Stated exercise A →
Render this sentence from the POSIX aio discussion into Spanish: "This of course is going to be exceptionally slow on a large number of descriptors, but it shouldn't happen often."
Stated exercise B →
In the POSIX aio discussion, reproduce the passage starting with "As far as I" and going on through "shouldn't happen often.".
Stated exercise C →
Carry on the POSIX aio discussion from its final sentence.

Document →
--------------------------------

> * Chuck Lever informs me that the signal queue might overflow, leading
> to lost completion notifications. There is no reasonable way for an
> application to recover from such a condition.
As far as I know, on a queue overflow, SIGIO is raised and you can select() or
poll() on your fds. This of course is going to be exceptionally slow on a
large number of descriptors, but it shouldn't happen often.
I believe the aio_* functions in glibc do handle SIGIO by default as a backup
when the queue overflows.
> * POSIX aio lacks a mechanism to request read polls. With completion
> ports, one may request an asynchronous read of 0 bytes--the completion
> is delivered when there is data to be read. Implementations of POSIX
> aio cause an aio_read() of 0 bytes to complete immediately, a useless
> semantic.
You can use F_SETSIG w/ an RT signal & SIGIO directly instead of the aio_*
functions and you will be notified when data is ready to be read on the
socket.

--------------------------------

Record list →
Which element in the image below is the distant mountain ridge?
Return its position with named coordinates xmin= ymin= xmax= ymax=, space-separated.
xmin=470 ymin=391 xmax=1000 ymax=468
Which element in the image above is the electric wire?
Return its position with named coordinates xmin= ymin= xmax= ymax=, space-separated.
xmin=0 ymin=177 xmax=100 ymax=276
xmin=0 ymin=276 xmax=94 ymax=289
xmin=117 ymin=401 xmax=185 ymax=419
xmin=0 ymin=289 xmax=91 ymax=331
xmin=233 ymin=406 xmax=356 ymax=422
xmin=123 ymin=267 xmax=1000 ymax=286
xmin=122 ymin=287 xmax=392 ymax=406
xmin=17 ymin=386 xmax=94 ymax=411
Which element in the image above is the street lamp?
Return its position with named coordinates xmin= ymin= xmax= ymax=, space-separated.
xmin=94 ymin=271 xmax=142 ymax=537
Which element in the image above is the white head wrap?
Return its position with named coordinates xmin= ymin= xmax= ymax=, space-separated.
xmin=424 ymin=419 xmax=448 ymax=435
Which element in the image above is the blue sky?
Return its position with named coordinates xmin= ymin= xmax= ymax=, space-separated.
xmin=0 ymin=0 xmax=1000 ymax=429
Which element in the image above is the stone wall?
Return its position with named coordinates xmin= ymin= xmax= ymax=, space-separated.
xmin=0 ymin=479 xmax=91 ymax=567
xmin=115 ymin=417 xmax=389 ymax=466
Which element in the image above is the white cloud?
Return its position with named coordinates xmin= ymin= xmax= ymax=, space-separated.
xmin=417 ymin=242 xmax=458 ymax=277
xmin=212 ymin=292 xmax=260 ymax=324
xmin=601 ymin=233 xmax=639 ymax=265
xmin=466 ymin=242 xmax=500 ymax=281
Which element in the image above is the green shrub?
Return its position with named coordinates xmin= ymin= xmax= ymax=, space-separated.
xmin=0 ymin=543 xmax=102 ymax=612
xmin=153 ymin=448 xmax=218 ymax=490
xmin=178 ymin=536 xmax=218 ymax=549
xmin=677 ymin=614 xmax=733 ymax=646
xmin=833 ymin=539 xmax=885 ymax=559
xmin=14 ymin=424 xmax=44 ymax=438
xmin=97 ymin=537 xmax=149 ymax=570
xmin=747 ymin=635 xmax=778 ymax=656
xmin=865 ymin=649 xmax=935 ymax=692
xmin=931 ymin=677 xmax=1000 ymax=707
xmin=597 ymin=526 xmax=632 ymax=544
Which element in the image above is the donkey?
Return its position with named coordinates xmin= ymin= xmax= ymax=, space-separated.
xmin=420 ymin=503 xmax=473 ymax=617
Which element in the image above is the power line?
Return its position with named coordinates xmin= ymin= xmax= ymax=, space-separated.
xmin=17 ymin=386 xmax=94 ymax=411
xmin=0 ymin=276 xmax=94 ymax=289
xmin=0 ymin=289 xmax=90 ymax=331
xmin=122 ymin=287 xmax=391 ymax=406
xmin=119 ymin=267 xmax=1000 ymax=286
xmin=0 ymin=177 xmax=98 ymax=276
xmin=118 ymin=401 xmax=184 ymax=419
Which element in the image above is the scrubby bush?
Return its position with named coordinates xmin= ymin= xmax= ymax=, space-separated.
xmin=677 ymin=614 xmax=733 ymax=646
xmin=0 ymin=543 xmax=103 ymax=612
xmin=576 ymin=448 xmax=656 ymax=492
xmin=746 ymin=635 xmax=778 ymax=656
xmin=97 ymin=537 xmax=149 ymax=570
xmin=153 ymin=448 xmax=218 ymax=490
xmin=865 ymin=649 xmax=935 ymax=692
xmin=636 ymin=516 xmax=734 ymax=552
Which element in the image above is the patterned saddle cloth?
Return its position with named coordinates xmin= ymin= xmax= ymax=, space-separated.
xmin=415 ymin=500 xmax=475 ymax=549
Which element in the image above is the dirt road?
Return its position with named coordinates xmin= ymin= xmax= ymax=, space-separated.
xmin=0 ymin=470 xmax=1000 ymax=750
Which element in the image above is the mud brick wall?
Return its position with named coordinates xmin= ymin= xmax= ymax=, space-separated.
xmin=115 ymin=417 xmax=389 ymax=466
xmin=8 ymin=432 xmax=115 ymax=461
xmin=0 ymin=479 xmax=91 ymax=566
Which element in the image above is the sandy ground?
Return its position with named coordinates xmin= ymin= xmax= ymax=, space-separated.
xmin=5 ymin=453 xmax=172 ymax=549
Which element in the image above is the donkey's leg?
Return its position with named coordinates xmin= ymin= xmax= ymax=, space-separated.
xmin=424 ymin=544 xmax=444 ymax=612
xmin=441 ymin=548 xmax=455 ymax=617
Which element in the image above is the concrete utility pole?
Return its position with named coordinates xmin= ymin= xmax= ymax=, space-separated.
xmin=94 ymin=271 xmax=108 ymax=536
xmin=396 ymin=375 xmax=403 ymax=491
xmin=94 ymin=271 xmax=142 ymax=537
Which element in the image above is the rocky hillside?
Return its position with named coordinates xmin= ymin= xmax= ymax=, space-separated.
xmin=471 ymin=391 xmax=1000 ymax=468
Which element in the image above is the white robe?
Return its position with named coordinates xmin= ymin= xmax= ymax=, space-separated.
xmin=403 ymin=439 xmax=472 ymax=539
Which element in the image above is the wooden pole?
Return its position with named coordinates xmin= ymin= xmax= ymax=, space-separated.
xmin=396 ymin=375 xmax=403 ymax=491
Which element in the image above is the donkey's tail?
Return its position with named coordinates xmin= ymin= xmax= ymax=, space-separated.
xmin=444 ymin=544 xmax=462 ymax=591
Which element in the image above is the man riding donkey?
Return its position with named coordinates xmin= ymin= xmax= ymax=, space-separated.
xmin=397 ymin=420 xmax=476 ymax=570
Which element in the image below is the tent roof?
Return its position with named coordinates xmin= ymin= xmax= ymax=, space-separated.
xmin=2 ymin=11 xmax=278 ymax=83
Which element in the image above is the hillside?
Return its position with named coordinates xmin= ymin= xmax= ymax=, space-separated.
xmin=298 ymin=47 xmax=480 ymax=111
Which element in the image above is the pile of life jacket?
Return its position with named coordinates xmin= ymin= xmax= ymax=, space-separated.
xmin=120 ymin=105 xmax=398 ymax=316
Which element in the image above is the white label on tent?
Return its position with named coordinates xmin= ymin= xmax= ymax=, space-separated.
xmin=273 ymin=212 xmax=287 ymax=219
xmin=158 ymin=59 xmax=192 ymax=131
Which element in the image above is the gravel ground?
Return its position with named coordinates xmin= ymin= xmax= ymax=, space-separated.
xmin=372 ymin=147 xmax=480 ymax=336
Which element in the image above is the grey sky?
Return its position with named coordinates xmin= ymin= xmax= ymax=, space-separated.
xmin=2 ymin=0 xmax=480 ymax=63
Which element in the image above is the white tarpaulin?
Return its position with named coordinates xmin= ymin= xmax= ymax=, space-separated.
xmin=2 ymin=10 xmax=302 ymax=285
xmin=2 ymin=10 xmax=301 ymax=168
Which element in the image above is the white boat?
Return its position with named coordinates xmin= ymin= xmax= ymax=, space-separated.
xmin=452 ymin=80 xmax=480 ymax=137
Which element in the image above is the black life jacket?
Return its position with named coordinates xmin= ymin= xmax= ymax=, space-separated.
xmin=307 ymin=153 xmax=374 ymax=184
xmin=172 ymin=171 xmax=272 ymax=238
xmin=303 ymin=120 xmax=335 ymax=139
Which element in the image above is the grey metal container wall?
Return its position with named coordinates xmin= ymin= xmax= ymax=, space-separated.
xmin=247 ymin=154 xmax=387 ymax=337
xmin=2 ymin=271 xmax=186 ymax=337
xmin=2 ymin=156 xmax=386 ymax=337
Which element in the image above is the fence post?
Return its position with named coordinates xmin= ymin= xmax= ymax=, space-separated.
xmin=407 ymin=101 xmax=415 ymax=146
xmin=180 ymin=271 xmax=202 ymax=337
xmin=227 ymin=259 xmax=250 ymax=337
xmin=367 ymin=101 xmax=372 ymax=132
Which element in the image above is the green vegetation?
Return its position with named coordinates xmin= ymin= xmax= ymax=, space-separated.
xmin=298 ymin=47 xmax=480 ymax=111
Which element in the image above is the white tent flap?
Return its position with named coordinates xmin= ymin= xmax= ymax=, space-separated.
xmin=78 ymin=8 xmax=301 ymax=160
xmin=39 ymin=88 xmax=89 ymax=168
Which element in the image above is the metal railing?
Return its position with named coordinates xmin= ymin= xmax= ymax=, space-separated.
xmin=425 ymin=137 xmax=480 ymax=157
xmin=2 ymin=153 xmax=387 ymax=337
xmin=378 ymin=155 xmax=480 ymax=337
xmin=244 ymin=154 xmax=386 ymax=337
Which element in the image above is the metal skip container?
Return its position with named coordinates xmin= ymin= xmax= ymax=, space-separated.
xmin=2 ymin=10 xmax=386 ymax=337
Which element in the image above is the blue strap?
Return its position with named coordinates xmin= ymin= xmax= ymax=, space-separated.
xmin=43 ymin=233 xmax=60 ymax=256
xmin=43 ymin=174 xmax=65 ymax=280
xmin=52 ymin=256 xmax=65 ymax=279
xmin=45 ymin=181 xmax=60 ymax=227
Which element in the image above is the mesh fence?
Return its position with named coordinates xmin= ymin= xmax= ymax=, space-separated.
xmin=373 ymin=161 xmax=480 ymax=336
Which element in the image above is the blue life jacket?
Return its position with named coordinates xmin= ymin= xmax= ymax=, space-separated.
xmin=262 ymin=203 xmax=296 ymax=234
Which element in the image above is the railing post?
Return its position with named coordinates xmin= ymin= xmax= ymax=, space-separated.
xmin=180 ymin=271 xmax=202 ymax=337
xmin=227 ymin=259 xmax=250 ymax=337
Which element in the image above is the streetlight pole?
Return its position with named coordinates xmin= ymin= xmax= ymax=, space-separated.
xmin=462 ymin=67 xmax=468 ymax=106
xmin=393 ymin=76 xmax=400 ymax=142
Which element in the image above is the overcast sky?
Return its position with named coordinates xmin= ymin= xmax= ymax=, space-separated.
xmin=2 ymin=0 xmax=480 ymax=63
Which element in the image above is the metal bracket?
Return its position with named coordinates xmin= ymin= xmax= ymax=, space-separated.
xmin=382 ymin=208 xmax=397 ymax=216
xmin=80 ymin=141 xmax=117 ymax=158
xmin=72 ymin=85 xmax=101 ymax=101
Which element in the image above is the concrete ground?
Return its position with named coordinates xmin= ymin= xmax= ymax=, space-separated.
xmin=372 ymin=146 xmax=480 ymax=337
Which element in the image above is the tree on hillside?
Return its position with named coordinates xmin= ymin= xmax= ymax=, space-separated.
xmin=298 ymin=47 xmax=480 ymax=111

--------------------------------

Written answer A →
Por supuesto, esto va a ser excepcionalmente lento con un gran número de descriptores, pero no debería ocurrir a menudo.

Written answer B →
As far as I know, on a queue overflow, SIGIO is raised and you can select() or
poll() on your fds. This of course is going to be exceptionally slow on a
large number of descriptors, but it shouldn't happen often.

Written answer C →
This isn't as simple as using the aio_* functions, but it will allow you a
method to eliminate poll()'s and select()'s most of the time.
However, I'm trying to imagine a need for a read poll which couldn't be
substituted easily with an aio_read() call and an example isn't coming to
mind.
I've checked a few OS's and they all say that a read w/ 0 byte specified will
return 0 immediately and have no other results which would be consistent with
the semantics of aio_read().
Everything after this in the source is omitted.